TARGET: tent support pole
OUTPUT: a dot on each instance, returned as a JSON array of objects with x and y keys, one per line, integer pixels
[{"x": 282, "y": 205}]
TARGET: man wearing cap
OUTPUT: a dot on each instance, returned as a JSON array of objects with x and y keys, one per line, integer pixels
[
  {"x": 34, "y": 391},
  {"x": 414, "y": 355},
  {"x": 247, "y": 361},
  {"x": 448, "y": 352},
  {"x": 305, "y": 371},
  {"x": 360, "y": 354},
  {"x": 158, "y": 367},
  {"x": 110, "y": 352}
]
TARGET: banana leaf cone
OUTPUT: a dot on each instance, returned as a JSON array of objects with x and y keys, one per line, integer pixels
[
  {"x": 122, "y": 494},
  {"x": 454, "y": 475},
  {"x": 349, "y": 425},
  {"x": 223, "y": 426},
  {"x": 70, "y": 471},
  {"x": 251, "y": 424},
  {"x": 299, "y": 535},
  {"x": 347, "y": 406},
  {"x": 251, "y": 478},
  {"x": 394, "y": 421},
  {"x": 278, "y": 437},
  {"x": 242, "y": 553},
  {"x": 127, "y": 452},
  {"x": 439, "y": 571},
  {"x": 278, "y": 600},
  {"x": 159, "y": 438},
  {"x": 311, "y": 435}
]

**What the exercise asks**
Print every line of the records above again, unchanged and in the same order.

**Expected answer**
TARGET: tent support pole
OUTPUT: a dot on each instance, returned as a JSON array of objects with x and y keys, one per line, integer pixels
[{"x": 282, "y": 205}]
TARGET: man wearing cap
OUTPUT: a dot on each instance, returned as a JSON array of objects with x and y keys, one per line, integer pixels
[
  {"x": 34, "y": 391},
  {"x": 414, "y": 355},
  {"x": 247, "y": 361},
  {"x": 448, "y": 352},
  {"x": 305, "y": 371},
  {"x": 360, "y": 354},
  {"x": 158, "y": 367},
  {"x": 110, "y": 352}
]
TARGET: banana leaf cone
OUTPUT: a dot on each instance, returned as a JSON array of objects with x and y keys, one per line, integer pixels
[
  {"x": 122, "y": 494},
  {"x": 454, "y": 475},
  {"x": 349, "y": 425},
  {"x": 223, "y": 426},
  {"x": 70, "y": 471},
  {"x": 251, "y": 424},
  {"x": 299, "y": 535},
  {"x": 347, "y": 406},
  {"x": 251, "y": 478},
  {"x": 394, "y": 421},
  {"x": 278, "y": 437},
  {"x": 242, "y": 553},
  {"x": 127, "y": 452},
  {"x": 439, "y": 571},
  {"x": 278, "y": 600},
  {"x": 159, "y": 438},
  {"x": 311, "y": 435}
]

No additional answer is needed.